PROBLEM = All of the records below must be reproduced exactly, minus any pictures.

BEGIN RECORDS FOR THE TASK

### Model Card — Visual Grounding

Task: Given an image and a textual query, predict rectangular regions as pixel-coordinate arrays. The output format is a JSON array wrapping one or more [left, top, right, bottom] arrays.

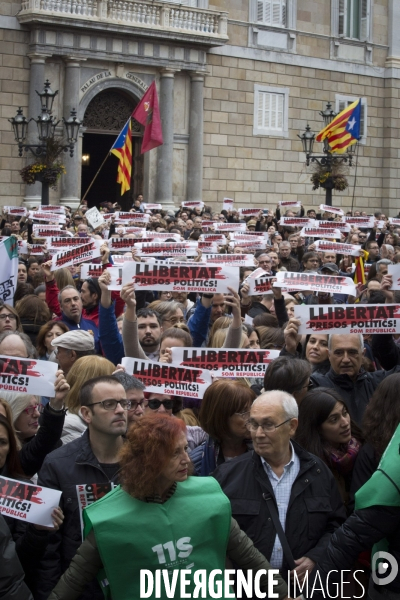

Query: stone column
[[60, 58, 83, 209], [155, 69, 177, 208], [187, 72, 204, 202], [23, 54, 50, 207]]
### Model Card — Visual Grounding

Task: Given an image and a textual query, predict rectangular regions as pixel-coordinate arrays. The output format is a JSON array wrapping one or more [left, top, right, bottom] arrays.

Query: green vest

END RECORDS FOR THE TASK

EXERCISE RESULT =
### Model Card — Visual Grounding

Task: Given an image and a textual query, predict rectangular regions as pixel-coordinate arrays. The output format is a JSON array wrapping one or more [left, top, right, bottom] arrays.


Query: stone column
[[60, 58, 83, 209], [155, 69, 177, 208], [187, 72, 204, 202], [23, 54, 50, 207]]
### Model Card — Visual Grounding

Task: Given an image and a textual query, predict rectangular regions as pixel-coordinate arrays. The output format is a JSON array wrapping one or more [left, top, right, bottom] arrays.

Query: green vest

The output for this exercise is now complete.